▸ PROMPT:
Among the entries that follow, the required portion opens with the line containing "positive clicks: (194, 11) (189, 7) (184, 6)" and closes with the line containing "positive clicks: (114, 72) (113, 70)". Give that portion again exactly, and nothing else.

▸ SUPPLIED RECORDS:

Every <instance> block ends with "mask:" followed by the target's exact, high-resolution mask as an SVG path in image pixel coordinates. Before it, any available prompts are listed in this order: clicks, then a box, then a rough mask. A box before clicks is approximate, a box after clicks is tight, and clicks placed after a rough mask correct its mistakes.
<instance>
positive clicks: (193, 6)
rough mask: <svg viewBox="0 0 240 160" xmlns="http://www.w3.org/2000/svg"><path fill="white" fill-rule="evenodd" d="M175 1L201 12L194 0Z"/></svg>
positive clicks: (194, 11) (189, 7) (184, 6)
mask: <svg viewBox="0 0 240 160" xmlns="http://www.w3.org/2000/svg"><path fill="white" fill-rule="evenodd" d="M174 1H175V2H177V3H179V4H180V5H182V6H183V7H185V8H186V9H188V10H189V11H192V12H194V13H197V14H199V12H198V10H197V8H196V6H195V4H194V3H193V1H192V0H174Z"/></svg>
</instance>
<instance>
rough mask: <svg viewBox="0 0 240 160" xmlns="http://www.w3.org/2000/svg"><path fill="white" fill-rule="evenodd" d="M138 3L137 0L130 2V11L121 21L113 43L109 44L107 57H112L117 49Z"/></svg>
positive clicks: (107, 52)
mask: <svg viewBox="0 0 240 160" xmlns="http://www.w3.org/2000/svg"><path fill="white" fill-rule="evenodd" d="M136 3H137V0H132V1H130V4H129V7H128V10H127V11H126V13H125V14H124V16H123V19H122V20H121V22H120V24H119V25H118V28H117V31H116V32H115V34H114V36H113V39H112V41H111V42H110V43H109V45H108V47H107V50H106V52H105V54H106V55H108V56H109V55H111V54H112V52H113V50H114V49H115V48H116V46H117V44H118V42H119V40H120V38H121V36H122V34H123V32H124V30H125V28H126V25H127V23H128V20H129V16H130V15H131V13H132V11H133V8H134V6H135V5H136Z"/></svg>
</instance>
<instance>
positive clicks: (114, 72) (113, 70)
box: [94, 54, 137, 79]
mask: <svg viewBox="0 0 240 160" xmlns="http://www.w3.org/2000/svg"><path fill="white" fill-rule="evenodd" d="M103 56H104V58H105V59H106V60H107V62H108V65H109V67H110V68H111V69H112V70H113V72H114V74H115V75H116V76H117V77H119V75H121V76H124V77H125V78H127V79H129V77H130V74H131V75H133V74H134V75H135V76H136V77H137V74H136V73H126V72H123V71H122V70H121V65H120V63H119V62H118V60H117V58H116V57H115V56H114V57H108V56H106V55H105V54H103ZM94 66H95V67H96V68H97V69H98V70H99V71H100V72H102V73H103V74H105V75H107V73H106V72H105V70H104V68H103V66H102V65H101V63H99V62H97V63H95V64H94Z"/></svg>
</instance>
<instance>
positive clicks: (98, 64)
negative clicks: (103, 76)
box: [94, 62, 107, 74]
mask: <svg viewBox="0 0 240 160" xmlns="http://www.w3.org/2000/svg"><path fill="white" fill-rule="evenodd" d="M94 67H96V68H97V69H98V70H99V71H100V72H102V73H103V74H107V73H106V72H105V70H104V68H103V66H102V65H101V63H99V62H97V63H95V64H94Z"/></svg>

▸ RESPONSE TO THE EXERCISE:
positive clicks: (194, 11) (189, 7) (184, 6)
mask: <svg viewBox="0 0 240 160" xmlns="http://www.w3.org/2000/svg"><path fill="white" fill-rule="evenodd" d="M174 1H175V2H177V3H179V4H180V5H182V6H183V7H185V8H186V9H188V10H189V11H192V12H194V13H197V14H199V12H198V10H197V8H196V6H195V4H194V3H193V1H192V0H174Z"/></svg>
</instance>
<instance>
rough mask: <svg viewBox="0 0 240 160" xmlns="http://www.w3.org/2000/svg"><path fill="white" fill-rule="evenodd" d="M138 3L137 0L130 2V11L121 21L113 43L109 44L107 57H112L117 49Z"/></svg>
positive clicks: (107, 52)
mask: <svg viewBox="0 0 240 160" xmlns="http://www.w3.org/2000/svg"><path fill="white" fill-rule="evenodd" d="M136 3H137V0H132V1H130V4H129V7H128V10H127V11H126V13H125V14H124V16H123V19H122V20H121V22H120V24H119V25H118V28H117V31H116V32H115V34H114V36H113V39H112V41H111V42H110V43H109V45H108V47H107V50H106V52H105V54H106V55H108V56H109V55H111V54H112V52H113V50H114V49H115V48H116V46H117V44H118V42H119V40H120V38H121V36H122V34H123V32H124V30H125V28H126V25H127V23H128V20H129V16H130V15H131V13H132V11H133V8H134V6H135V5H136Z"/></svg>
</instance>
<instance>
positive clicks: (114, 72) (113, 70)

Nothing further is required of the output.